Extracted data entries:
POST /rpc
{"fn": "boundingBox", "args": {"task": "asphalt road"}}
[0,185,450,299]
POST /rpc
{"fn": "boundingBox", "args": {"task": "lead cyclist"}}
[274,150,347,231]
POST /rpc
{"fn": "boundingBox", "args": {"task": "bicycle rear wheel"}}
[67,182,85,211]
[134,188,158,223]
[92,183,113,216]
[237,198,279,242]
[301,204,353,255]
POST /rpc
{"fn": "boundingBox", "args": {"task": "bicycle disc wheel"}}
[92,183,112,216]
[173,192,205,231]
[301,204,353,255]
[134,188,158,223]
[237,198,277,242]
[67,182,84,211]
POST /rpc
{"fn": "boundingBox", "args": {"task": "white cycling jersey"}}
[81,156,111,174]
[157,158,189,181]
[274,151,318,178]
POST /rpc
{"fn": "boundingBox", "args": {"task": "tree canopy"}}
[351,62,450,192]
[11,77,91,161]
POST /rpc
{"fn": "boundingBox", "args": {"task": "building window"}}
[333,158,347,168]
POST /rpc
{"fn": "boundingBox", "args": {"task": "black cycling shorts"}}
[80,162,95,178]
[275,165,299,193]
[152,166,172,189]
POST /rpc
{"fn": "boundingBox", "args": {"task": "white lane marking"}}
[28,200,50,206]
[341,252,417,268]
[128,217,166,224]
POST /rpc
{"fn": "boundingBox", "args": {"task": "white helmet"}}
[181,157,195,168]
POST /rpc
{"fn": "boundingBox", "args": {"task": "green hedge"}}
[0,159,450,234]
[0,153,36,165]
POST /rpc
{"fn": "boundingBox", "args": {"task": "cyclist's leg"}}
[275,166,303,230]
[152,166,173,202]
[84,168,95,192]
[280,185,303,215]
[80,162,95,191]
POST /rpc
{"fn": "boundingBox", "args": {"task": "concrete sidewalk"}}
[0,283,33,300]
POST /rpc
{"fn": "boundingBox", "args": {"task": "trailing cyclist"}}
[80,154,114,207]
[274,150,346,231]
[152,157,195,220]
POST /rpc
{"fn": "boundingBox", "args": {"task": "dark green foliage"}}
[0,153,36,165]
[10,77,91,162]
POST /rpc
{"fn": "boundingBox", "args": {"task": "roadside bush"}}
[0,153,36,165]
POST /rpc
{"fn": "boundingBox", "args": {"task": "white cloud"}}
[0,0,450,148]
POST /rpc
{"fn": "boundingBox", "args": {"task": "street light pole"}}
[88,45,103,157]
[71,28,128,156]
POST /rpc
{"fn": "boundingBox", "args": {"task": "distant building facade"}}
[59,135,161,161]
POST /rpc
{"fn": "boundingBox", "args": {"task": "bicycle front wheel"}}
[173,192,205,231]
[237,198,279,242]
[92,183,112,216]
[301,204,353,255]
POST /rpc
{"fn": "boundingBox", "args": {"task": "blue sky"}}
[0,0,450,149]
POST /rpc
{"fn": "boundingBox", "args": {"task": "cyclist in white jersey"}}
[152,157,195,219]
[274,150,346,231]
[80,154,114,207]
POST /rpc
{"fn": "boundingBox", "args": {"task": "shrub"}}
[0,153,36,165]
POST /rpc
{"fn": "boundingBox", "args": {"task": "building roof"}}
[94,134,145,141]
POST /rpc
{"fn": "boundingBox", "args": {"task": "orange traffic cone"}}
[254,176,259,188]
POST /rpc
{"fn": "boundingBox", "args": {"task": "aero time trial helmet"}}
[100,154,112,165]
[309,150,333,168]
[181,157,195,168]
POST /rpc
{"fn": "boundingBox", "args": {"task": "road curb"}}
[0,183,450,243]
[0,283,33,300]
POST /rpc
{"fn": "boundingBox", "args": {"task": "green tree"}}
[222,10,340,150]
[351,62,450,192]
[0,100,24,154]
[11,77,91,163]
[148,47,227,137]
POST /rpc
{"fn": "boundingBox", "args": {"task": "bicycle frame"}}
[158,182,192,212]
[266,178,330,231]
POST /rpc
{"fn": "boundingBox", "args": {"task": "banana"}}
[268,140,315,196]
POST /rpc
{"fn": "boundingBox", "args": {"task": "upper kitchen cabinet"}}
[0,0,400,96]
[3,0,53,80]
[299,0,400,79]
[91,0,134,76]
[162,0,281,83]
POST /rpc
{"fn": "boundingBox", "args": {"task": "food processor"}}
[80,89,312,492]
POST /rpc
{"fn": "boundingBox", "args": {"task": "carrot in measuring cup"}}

• Work to be completed: Convert the lines of the material, from its first line through the line containing "[274,151,318,178]", into a numbered list, omitting any blank lines.

• Correct answer:
1. POST /rpc
2. {"fn": "boundingBox", "args": {"task": "asphalt road"}}
3. [0,185,450,299]
4. POST /rpc
5. {"fn": "boundingBox", "args": {"task": "lead cyclist"}}
6. [274,150,347,231]
7. POST /rpc
8. {"fn": "boundingBox", "args": {"task": "bicycle rear wheel"}}
9. [67,182,85,211]
10. [134,188,158,223]
11. [92,183,113,216]
12. [237,198,279,242]
13. [301,204,353,255]
14. POST /rpc
15. {"fn": "boundingBox", "args": {"task": "bicycle disc wheel"}}
16. [92,183,112,216]
17. [173,192,205,231]
18. [301,204,353,255]
19. [134,188,158,223]
20. [237,198,277,242]
21. [67,182,84,211]
22. POST /rpc
23. {"fn": "boundingBox", "args": {"task": "white cycling jersey"}}
24. [81,156,111,174]
25. [157,158,189,181]
26. [274,151,318,178]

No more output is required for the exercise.